What the task asks:
Rewrite all the rows that follow, swapping "pointer" for "annotator" everywhere and leaving every other word as it is. Omit the pictures from your answer.

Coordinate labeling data
# # #

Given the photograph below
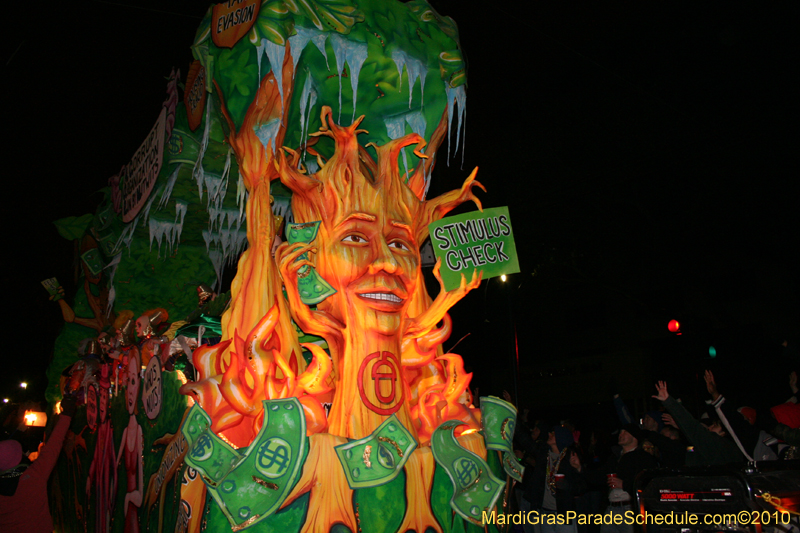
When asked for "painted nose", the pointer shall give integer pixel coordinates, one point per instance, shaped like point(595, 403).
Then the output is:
point(384, 260)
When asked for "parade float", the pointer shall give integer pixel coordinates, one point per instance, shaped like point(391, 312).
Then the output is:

# # #

Solution to this exercise:
Given the photograph below
When asked for "painted nose", the annotator shall give integer pixel coordinates, one point per instance, shaped like point(595, 403).
Then the output is:
point(384, 260)
When asked for "parade float", the annotator shall give integer pixel coordinates, one point per instance, shaped like point(391, 312).
Then the output is:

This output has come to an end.